▶ **Text for analysis**:
BY PAUL LEIGHTON
---- — BEVERLY — The first phase of Mayor Bill Scanlon’s long-sought plan to revamp Brimbal Avenue ran into strong opposition last night at City Hall.
An overflow crowd of more than 100 people took up all the seats in City Council chambers and stood along the back wall to listen to a proposal that would allow for the development of a shopping plaza.
Many residents spoke out against the idea, saying it would increase traffic on an already busy road and adversely impact their quality of life.
“I think North Beverly has more than their share of development,” Walnut Avenue resident Michael Wogan said as the crowd broke out in applause. “Why should we be subject to all the traffic?”
The meeting was a joint public hearing by the City Council and Planning Board to consider a request to change the zoning on a section of Brimbal Avenue across from Vittori-Rocci Post.
If approved, the zoning change would allow a developer to build a proposed $20 million shopping plaza on land that is now owned in part by the state.
Scanlon favors the zoning change because he said the state needs land now owned by the developer, CEA Group, in order to build a new connector road designed to ease traffic problems from Route 128 to Brimbal Avenue.
If the change goes through, the state and CEA Group would swap land, allowing the state to build the new road and CEA Group to build a shopping plaza.
The plaza, to be called North Shore Commons, would have a 35,000-square-foot anchor store, three restaurants, a bank, and retail and medical space.
Scanlon said the development would not significantly increase traffic on Brimbal Avenue because many people would access the plaza directly from Route 128. That suggestion drew laughs from the crowd at one point.
David Foss said people would travel down Brimbal Avenue and Essex Street to get to the plaza, especially if it has a Whole Foods store, which Scanlon said is a possibility.
“It’s difficult to understand how adding more cars is going to reduce traffic,” Foss said.
“You can’t say traffic is not going to increase,” Brimbal Avenue resident Matthew Kelsch added.
The new connector road and shopping plaza are part of the first phase of the larger Brimbal Avenue project that would include building a bridge over Route 128.
Scanlon said the overall project has the potential to create up to 7,500 jobs and generate an extra $8 million per year in tax revenue for the city by opening up land to development.

▶ **Task requirements**:
[A] Decide whether each statement below agrees with the Brimbal Avenue article, answering yes or no and quoting the words of the article that settle it: (i) More than 100 people came to the hearing at City Hall. (ii) The proposed plaza would include two restaurants. (iii) The land for the plaza is now owned entirely by the state.
[B] In the Brimbal Avenue article, copy the passage from "If the change" to "at one point.", swapping "anchor store" for "flagship store".

▶ **Records shown**:
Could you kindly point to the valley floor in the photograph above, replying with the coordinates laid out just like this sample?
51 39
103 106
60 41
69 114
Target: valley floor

▶ **Answers to this exercise**:
[A]
(i) Yes: "An overflow crowd of more than 100 people took up all the seats in City Council chambers"
(ii) No: "three restaurants"
(iii) No: "now owned in part by the state"

[B]
If the change goes through, the state and CEA Group would swap land, allowing the state to build the new road and CEA Group to build a shopping plaza.
The plaza, to be called North Shore Commons, would have a 35,000-square-foot flagship store, three restaurants, a bank, and retail and medical space.
Scanlon said the development would not significantly increase traffic on Brimbal Avenue because many people would access the plaza directly from Route 128. That suggestion drew laughs from the crowd at one point.